START SUPPLIED MATERIAL

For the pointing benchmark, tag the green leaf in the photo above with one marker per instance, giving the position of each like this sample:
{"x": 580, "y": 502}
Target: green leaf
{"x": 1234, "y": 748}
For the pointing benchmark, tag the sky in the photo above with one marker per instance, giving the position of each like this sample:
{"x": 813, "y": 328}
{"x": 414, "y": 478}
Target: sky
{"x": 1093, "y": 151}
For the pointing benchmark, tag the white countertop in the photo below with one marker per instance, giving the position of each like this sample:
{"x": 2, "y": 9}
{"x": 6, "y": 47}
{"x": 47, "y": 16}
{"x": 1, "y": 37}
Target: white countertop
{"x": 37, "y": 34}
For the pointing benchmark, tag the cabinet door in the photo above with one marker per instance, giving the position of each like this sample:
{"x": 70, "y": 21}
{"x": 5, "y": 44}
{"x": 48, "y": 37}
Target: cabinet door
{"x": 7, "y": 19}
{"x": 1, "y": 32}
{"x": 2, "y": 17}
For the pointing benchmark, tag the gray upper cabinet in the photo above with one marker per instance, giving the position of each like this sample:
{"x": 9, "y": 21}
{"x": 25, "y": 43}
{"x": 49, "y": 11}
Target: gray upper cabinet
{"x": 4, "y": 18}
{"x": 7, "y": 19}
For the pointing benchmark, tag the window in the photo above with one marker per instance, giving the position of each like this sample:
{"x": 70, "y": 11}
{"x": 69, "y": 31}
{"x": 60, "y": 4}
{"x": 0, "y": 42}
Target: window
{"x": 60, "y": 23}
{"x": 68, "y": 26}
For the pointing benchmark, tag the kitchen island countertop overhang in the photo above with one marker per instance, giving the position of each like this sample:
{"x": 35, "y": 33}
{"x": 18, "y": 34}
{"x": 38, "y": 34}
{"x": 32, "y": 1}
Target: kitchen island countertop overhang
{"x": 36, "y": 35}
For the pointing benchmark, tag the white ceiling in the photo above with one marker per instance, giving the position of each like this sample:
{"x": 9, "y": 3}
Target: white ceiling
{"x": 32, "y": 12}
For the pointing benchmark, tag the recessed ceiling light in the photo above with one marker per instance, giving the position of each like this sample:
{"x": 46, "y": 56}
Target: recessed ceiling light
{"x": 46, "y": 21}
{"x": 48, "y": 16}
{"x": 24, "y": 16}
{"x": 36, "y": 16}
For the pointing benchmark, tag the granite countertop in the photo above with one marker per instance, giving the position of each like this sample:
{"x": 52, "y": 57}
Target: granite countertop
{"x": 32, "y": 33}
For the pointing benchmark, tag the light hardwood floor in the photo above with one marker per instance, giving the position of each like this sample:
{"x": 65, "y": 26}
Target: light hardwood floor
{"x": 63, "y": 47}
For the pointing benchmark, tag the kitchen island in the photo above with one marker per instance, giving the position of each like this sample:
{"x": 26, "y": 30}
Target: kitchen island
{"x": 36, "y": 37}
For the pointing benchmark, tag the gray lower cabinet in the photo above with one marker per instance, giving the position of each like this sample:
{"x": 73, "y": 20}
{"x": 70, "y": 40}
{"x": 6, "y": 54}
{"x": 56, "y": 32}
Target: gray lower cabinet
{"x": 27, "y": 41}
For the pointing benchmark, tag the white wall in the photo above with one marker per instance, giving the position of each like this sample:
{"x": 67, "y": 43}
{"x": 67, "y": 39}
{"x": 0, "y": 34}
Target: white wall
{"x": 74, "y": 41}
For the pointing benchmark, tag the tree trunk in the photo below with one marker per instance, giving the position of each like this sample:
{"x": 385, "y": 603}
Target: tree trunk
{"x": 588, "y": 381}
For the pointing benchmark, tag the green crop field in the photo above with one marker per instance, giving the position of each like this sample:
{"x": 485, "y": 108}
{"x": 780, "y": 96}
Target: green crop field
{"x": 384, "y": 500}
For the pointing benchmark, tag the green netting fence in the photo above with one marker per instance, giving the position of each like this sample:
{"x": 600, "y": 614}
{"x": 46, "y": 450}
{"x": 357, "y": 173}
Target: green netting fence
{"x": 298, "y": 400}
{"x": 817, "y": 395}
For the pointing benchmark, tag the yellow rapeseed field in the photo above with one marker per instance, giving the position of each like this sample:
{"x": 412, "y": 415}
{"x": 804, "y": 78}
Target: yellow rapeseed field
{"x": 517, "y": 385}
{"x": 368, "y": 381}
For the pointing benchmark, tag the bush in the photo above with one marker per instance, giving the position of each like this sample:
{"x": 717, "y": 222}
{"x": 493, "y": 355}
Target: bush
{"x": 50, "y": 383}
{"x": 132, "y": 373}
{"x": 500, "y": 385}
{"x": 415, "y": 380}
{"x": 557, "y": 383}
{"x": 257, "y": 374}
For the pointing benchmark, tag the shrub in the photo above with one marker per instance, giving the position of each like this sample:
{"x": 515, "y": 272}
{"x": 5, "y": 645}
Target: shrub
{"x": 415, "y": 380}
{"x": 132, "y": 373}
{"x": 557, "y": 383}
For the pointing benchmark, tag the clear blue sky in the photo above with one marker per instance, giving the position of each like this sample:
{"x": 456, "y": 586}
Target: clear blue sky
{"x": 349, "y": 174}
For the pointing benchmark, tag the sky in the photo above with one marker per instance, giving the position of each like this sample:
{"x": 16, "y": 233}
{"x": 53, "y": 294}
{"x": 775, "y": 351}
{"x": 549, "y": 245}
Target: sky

END SUPPLIED MATERIAL

Copy out every one of the lines above verbatim.

For the pointing benchmark, tag the green leaf in the photo above with one marker per instance, giving the position of each like this sample:
{"x": 580, "y": 502}
Target: green leaf
{"x": 1234, "y": 748}
For the pointing benchmark, tag the sky in the photo above with one marker per instance, giving the position of each like this sample:
{"x": 813, "y": 328}
{"x": 414, "y": 478}
Target: sky
{"x": 1093, "y": 151}
For the pointing benchmark, tag the white countertop in the photo below with one marker per instance, giving the position of each like this sample:
{"x": 2, "y": 9}
{"x": 6, "y": 47}
{"x": 47, "y": 16}
{"x": 1, "y": 37}
Target: white countertop
{"x": 37, "y": 34}
For the pointing benchmark, tag the cabinet door in the photo above with one marker per instance, giving the position of each like this sample:
{"x": 70, "y": 21}
{"x": 5, "y": 44}
{"x": 48, "y": 37}
Target: cabinet door
{"x": 7, "y": 19}
{"x": 1, "y": 32}
{"x": 2, "y": 17}
For the pointing benchmark, tag the gray upper cabinet in the photo above with one marker per instance, giving the position of each like this sample:
{"x": 9, "y": 21}
{"x": 25, "y": 43}
{"x": 49, "y": 11}
Target: gray upper cabinet
{"x": 4, "y": 18}
{"x": 7, "y": 19}
For the pointing benchmark, tag the window in the photo above with one marker per instance, giving the position of each like this sample:
{"x": 70, "y": 11}
{"x": 69, "y": 31}
{"x": 60, "y": 4}
{"x": 0, "y": 42}
Target: window
{"x": 60, "y": 23}
{"x": 68, "y": 26}
For the pointing benchmark, tag the kitchen island countertop overhang in the photo above with one marker per instance, giving the position of each like this sample:
{"x": 35, "y": 33}
{"x": 18, "y": 34}
{"x": 38, "y": 34}
{"x": 32, "y": 1}
Target: kitchen island countertop overhang
{"x": 36, "y": 35}
For the pointing benchmark, tag the white ceiling in the photo above with one marker per instance, giving the position of each like this sample:
{"x": 9, "y": 3}
Target: white ceiling
{"x": 32, "y": 12}
For the pointing benchmark, tag the recessed ceiling light in the photo above with one marker per instance, giving the position of each like this sample:
{"x": 46, "y": 56}
Target: recessed ceiling light
{"x": 46, "y": 21}
{"x": 48, "y": 16}
{"x": 24, "y": 16}
{"x": 36, "y": 16}
For the pointing benchmark, tag the granite countertop in the photo above with one marker per instance, giving the position of each like this sample:
{"x": 52, "y": 57}
Target: granite countertop
{"x": 32, "y": 33}
For the pointing benchmark, tag the light hardwood floor in the photo above with one marker per instance, giving the position of each like this sample:
{"x": 65, "y": 26}
Target: light hardwood floor
{"x": 63, "y": 47}
For the pointing benchmark, tag the kitchen island in the photo above with one marker per instance, giving the position of each like this sample:
{"x": 26, "y": 30}
Target: kitchen island
{"x": 36, "y": 37}
For the pointing benchmark, tag the gray lower cabinet in the photo above with one marker per instance, giving the position of each like this sample:
{"x": 73, "y": 20}
{"x": 70, "y": 40}
{"x": 6, "y": 54}
{"x": 56, "y": 32}
Target: gray lower cabinet
{"x": 27, "y": 41}
For the pointing benchmark, tag the white wall in the photo above with one marker per instance, giving the position of each like this sample:
{"x": 67, "y": 43}
{"x": 67, "y": 39}
{"x": 0, "y": 34}
Target: white wall
{"x": 74, "y": 41}
For the pointing benchmark, tag the tree trunk in the photo below with one marker per instance, giving the position of each like this sample:
{"x": 385, "y": 603}
Target: tree trunk
{"x": 588, "y": 381}
For the pointing benchmark, tag the green crop field in the photo above with one marker per instance, giving the position of each like this sample:
{"x": 485, "y": 108}
{"x": 780, "y": 96}
Target: green crop field
{"x": 384, "y": 500}
For the pointing benchmark, tag the green netting fence in the photo above with one marker per instance, giving the position of each like this sample:
{"x": 600, "y": 614}
{"x": 46, "y": 450}
{"x": 357, "y": 173}
Target: green netting fence
{"x": 298, "y": 400}
{"x": 817, "y": 395}
For the pointing benchmark, tag the yellow rapeseed field in the photo above with one marker per instance, giving the position of each like this sample:
{"x": 412, "y": 415}
{"x": 804, "y": 78}
Target: yellow rapeseed field
{"x": 517, "y": 385}
{"x": 368, "y": 381}
For the pointing benchmark, tag the bush in the photo above with one marker per instance, giving the position of each like this sample:
{"x": 717, "y": 222}
{"x": 493, "y": 355}
Target: bush
{"x": 50, "y": 383}
{"x": 132, "y": 373}
{"x": 500, "y": 385}
{"x": 415, "y": 380}
{"x": 557, "y": 383}
{"x": 257, "y": 374}
For the pointing benchmark, tag the shrub in the photo above with one marker per instance, giving the position of each like this sample:
{"x": 515, "y": 272}
{"x": 5, "y": 645}
Target: shrub
{"x": 415, "y": 380}
{"x": 132, "y": 373}
{"x": 557, "y": 383}
For the pointing benchmark, tag the clear blue sky in the photo above with one marker per instance, giving the position of each like this sample:
{"x": 456, "y": 586}
Target: clear blue sky
{"x": 349, "y": 174}
For the pointing benchmark, tag the sky in the photo above with one marker per instance, giving the position of each like this sample:
{"x": 16, "y": 233}
{"x": 53, "y": 294}
{"x": 775, "y": 351}
{"x": 549, "y": 245}
Target: sky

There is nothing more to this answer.